Annotated photo localization data:
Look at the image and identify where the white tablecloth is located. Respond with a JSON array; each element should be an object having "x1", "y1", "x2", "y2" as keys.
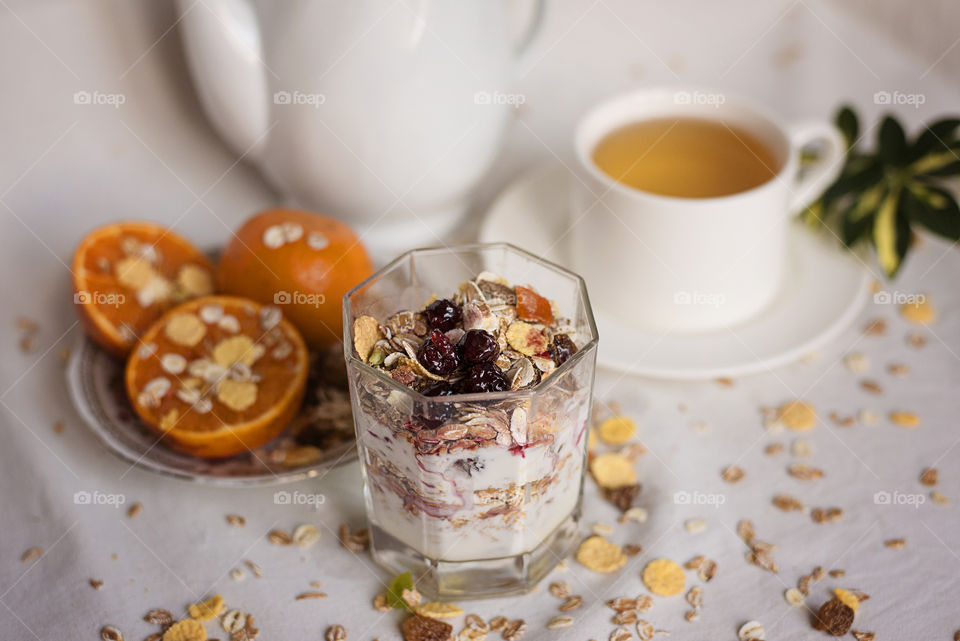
[{"x1": 1, "y1": 1, "x2": 958, "y2": 639}]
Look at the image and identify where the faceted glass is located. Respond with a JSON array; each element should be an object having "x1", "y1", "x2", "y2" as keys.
[{"x1": 343, "y1": 243, "x2": 599, "y2": 599}]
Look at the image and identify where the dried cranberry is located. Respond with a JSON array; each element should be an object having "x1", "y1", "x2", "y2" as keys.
[
  {"x1": 424, "y1": 298, "x2": 462, "y2": 331},
  {"x1": 417, "y1": 329, "x2": 459, "y2": 375},
  {"x1": 458, "y1": 362, "x2": 510, "y2": 394},
  {"x1": 458, "y1": 329, "x2": 500, "y2": 364},
  {"x1": 551, "y1": 333, "x2": 578, "y2": 365},
  {"x1": 414, "y1": 381, "x2": 456, "y2": 426}
]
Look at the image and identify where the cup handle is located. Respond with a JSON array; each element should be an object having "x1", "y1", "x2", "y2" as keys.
[{"x1": 786, "y1": 120, "x2": 847, "y2": 214}]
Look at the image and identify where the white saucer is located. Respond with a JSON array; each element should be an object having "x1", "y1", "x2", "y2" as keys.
[{"x1": 479, "y1": 164, "x2": 870, "y2": 380}]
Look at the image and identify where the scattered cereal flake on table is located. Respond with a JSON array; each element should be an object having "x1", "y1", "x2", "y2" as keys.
[
  {"x1": 576, "y1": 535, "x2": 627, "y2": 573},
  {"x1": 590, "y1": 453, "x2": 637, "y2": 488},
  {"x1": 127, "y1": 502, "x2": 142, "y2": 518},
  {"x1": 598, "y1": 415, "x2": 637, "y2": 445},
  {"x1": 144, "y1": 609, "x2": 174, "y2": 626},
  {"x1": 89, "y1": 578, "x2": 103, "y2": 589},
  {"x1": 187, "y1": 594, "x2": 224, "y2": 621},
  {"x1": 721, "y1": 465, "x2": 745, "y2": 483},
  {"x1": 887, "y1": 362, "x2": 909, "y2": 376},
  {"x1": 684, "y1": 518, "x2": 707, "y2": 534},
  {"x1": 764, "y1": 443, "x2": 784, "y2": 456},
  {"x1": 558, "y1": 595, "x2": 583, "y2": 611},
  {"x1": 100, "y1": 625, "x2": 123, "y2": 641},
  {"x1": 244, "y1": 559, "x2": 262, "y2": 578},
  {"x1": 610, "y1": 628, "x2": 632, "y2": 641},
  {"x1": 162, "y1": 619, "x2": 206, "y2": 641},
  {"x1": 858, "y1": 409, "x2": 878, "y2": 425},
  {"x1": 736, "y1": 520, "x2": 755, "y2": 543},
  {"x1": 642, "y1": 558, "x2": 686, "y2": 596},
  {"x1": 833, "y1": 588, "x2": 860, "y2": 613},
  {"x1": 635, "y1": 620, "x2": 655, "y2": 641},
  {"x1": 226, "y1": 514, "x2": 245, "y2": 527},
  {"x1": 811, "y1": 507, "x2": 843, "y2": 523},
  {"x1": 772, "y1": 494, "x2": 805, "y2": 512},
  {"x1": 623, "y1": 506, "x2": 648, "y2": 523},
  {"x1": 884, "y1": 538, "x2": 906, "y2": 549},
  {"x1": 931, "y1": 491, "x2": 949, "y2": 505},
  {"x1": 828, "y1": 569, "x2": 845, "y2": 578},
  {"x1": 843, "y1": 352, "x2": 869, "y2": 373},
  {"x1": 920, "y1": 468, "x2": 938, "y2": 486},
  {"x1": 889, "y1": 411, "x2": 920, "y2": 428},
  {"x1": 784, "y1": 588, "x2": 804, "y2": 607},
  {"x1": 790, "y1": 439, "x2": 812, "y2": 457},
  {"x1": 548, "y1": 581, "x2": 569, "y2": 599},
  {"x1": 906, "y1": 331, "x2": 927, "y2": 348},
  {"x1": 21, "y1": 547, "x2": 43, "y2": 562},
  {"x1": 295, "y1": 591, "x2": 327, "y2": 600},
  {"x1": 623, "y1": 543, "x2": 644, "y2": 557},
  {"x1": 292, "y1": 524, "x2": 321, "y2": 548},
  {"x1": 325, "y1": 624, "x2": 347, "y2": 641},
  {"x1": 53, "y1": 420, "x2": 65, "y2": 434},
  {"x1": 614, "y1": 609, "x2": 639, "y2": 625},
  {"x1": 812, "y1": 597, "x2": 854, "y2": 636},
  {"x1": 900, "y1": 297, "x2": 935, "y2": 324},
  {"x1": 267, "y1": 529, "x2": 292, "y2": 545},
  {"x1": 829, "y1": 411, "x2": 856, "y2": 427},
  {"x1": 777, "y1": 401, "x2": 817, "y2": 431},
  {"x1": 592, "y1": 522, "x2": 614, "y2": 536},
  {"x1": 502, "y1": 619, "x2": 526, "y2": 641},
  {"x1": 222, "y1": 610, "x2": 246, "y2": 634},
  {"x1": 414, "y1": 602, "x2": 465, "y2": 619},
  {"x1": 787, "y1": 463, "x2": 824, "y2": 480},
  {"x1": 851, "y1": 632, "x2": 875, "y2": 641},
  {"x1": 863, "y1": 318, "x2": 886, "y2": 335},
  {"x1": 860, "y1": 380, "x2": 883, "y2": 395},
  {"x1": 738, "y1": 620, "x2": 765, "y2": 640},
  {"x1": 230, "y1": 568, "x2": 245, "y2": 581},
  {"x1": 546, "y1": 615, "x2": 574, "y2": 629}
]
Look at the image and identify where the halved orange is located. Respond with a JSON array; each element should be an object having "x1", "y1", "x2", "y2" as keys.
[
  {"x1": 72, "y1": 222, "x2": 215, "y2": 357},
  {"x1": 216, "y1": 208, "x2": 373, "y2": 350},
  {"x1": 124, "y1": 296, "x2": 309, "y2": 458}
]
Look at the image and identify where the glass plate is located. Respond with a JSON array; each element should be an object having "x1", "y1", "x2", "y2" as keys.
[{"x1": 65, "y1": 333, "x2": 358, "y2": 486}]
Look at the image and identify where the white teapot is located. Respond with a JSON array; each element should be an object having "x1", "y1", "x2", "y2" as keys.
[{"x1": 176, "y1": 0, "x2": 541, "y2": 255}]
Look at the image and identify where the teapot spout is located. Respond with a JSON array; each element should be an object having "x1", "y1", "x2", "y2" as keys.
[{"x1": 177, "y1": 0, "x2": 270, "y2": 161}]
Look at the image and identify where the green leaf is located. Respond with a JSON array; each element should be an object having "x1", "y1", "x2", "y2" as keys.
[
  {"x1": 912, "y1": 117, "x2": 960, "y2": 157},
  {"x1": 910, "y1": 148, "x2": 960, "y2": 176},
  {"x1": 835, "y1": 106, "x2": 859, "y2": 149},
  {"x1": 822, "y1": 158, "x2": 883, "y2": 202},
  {"x1": 385, "y1": 572, "x2": 414, "y2": 610},
  {"x1": 904, "y1": 182, "x2": 960, "y2": 240},
  {"x1": 878, "y1": 116, "x2": 908, "y2": 166},
  {"x1": 873, "y1": 187, "x2": 904, "y2": 276}
]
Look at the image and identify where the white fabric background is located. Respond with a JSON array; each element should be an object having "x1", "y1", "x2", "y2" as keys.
[{"x1": 1, "y1": 1, "x2": 958, "y2": 639}]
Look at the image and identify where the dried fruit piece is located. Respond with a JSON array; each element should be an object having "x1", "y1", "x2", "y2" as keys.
[
  {"x1": 401, "y1": 614, "x2": 453, "y2": 641},
  {"x1": 162, "y1": 619, "x2": 207, "y2": 641},
  {"x1": 597, "y1": 416, "x2": 637, "y2": 445},
  {"x1": 812, "y1": 597, "x2": 854, "y2": 636},
  {"x1": 575, "y1": 535, "x2": 627, "y2": 573},
  {"x1": 641, "y1": 558, "x2": 685, "y2": 596},
  {"x1": 414, "y1": 602, "x2": 464, "y2": 619},
  {"x1": 602, "y1": 483, "x2": 641, "y2": 512},
  {"x1": 777, "y1": 401, "x2": 816, "y2": 431},
  {"x1": 590, "y1": 453, "x2": 637, "y2": 489},
  {"x1": 187, "y1": 594, "x2": 224, "y2": 621},
  {"x1": 515, "y1": 285, "x2": 553, "y2": 324}
]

=== What needs to be done ===
Exactly and only the lines from the line containing "Look at the image and identify where the white fabric" through the final line of the records above must be returned.

=== Result ===
Look at the image and identify where the white fabric background is located. Respond with a JSON array; each element should be an object having "x1", "y1", "x2", "y2" as keys.
[{"x1": 1, "y1": 1, "x2": 958, "y2": 639}]
Look at the image and identify where the dried fruit piece is located. Respond with a JSON array; each element should be an object having "x1", "y1", "x2", "y2" as keys.
[
  {"x1": 401, "y1": 614, "x2": 453, "y2": 641},
  {"x1": 162, "y1": 619, "x2": 207, "y2": 641},
  {"x1": 597, "y1": 416, "x2": 637, "y2": 445},
  {"x1": 812, "y1": 597, "x2": 854, "y2": 636},
  {"x1": 575, "y1": 535, "x2": 627, "y2": 573},
  {"x1": 641, "y1": 558, "x2": 685, "y2": 596},
  {"x1": 414, "y1": 602, "x2": 464, "y2": 619},
  {"x1": 602, "y1": 483, "x2": 641, "y2": 512},
  {"x1": 777, "y1": 401, "x2": 816, "y2": 431},
  {"x1": 590, "y1": 453, "x2": 637, "y2": 489},
  {"x1": 187, "y1": 594, "x2": 224, "y2": 621},
  {"x1": 515, "y1": 285, "x2": 553, "y2": 324}
]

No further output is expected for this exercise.